Exercise materials:
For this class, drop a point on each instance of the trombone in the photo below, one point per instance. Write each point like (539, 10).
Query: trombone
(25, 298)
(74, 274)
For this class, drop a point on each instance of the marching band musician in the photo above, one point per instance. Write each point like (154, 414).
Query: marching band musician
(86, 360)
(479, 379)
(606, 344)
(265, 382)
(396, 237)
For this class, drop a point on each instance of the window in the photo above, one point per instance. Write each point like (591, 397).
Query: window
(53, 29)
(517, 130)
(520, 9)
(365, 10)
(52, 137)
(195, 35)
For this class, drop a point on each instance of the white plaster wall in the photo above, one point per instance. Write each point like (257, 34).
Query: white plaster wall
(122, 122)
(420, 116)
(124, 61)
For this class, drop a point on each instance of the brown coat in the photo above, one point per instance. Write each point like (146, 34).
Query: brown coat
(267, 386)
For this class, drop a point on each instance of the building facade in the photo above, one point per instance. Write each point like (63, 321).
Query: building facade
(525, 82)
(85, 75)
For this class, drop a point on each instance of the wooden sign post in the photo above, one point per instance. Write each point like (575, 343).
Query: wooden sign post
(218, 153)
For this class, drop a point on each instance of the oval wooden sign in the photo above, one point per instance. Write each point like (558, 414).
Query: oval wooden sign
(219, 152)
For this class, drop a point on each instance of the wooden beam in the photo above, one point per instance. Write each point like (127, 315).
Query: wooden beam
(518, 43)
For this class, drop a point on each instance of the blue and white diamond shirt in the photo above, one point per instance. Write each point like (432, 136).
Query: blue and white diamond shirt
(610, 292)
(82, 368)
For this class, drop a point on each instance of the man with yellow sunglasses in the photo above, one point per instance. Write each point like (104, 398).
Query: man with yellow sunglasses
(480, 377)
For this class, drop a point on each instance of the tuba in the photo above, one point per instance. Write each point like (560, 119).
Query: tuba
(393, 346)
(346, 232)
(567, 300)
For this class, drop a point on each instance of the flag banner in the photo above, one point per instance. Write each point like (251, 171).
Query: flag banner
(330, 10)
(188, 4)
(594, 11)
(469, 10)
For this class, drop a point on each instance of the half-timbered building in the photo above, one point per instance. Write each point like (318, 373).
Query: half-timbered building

Stated goal:
Print all of the data above again, line for line, with no change to any word, number, or mark of punctuation.

Answer to this problem:
For this class, drop a point on each instance of the trombone in the photo below, one point per instance. Write each point like (539, 10).
Query: trombone
(25, 298)
(74, 274)
For this class, drop a point on each instance of the marching band musician in the photo above, one point per instance. Write each point like (154, 414).
Query: marching band musician
(86, 360)
(479, 379)
(606, 344)
(265, 382)
(396, 237)
For this class, drop a point on each instance of the window in the photo above, one point per instance. Write each point like (591, 397).
Query: window
(53, 29)
(517, 130)
(520, 9)
(365, 10)
(52, 137)
(195, 35)
For this class, drop a point on each instance of the white plaster wall in the photo above, one point per instance. Write each point like (257, 34).
Query: white plaster wall
(122, 122)
(420, 116)
(124, 61)
For this class, drop a point on each instance of the brown coat in the photo above, one point per instance. Write each point like (146, 34).
Query: brown coat
(267, 386)
For this class, drop a point on each instance of the building facade in the photo above, one point per instance. Write each point like (63, 321).
Query: building facade
(525, 82)
(85, 75)
For this class, drop a point on each instance of the wooden sign post in the photo above, one point per instance. Write each point like (575, 343).
Query: wooden sign post
(218, 153)
For this class, drop a point on each instance of the oval wooden sign in the photo above, one point per instance. Write each point like (558, 414).
Query: oval wooden sign
(219, 152)
For this class, drop a point on each instance of the wooden beam in the photo above, one point per instance. Write each point like (127, 315).
Query: wooden beam
(518, 43)
For this class, drop a point on each instance of the blue and white diamond shirt in the photo above, one point per instance. Write each point like (432, 136).
Query: blue and white diamond shirt
(610, 292)
(82, 368)
For this class, drop a point on each instance of the man with yellow sunglasses in the photo above, one point per instance. Write each point like (104, 398).
Query: man with yellow sunglasses
(480, 377)
For this class, drop a point on each instance of the tuba in the photo above, one point per instance. Write each point like (560, 119).
Query: tuba
(393, 346)
(346, 232)
(567, 300)
For this class, drop a point on each instance of the flag banner in the photo above, one point per instance. Write each point like (251, 171).
Query: flag banner
(330, 10)
(188, 4)
(594, 11)
(469, 10)
For this class, drop a point on each instance of the half-timbered building in the photo above, one point per instance. Write each point like (318, 373).
Query: half-timbered building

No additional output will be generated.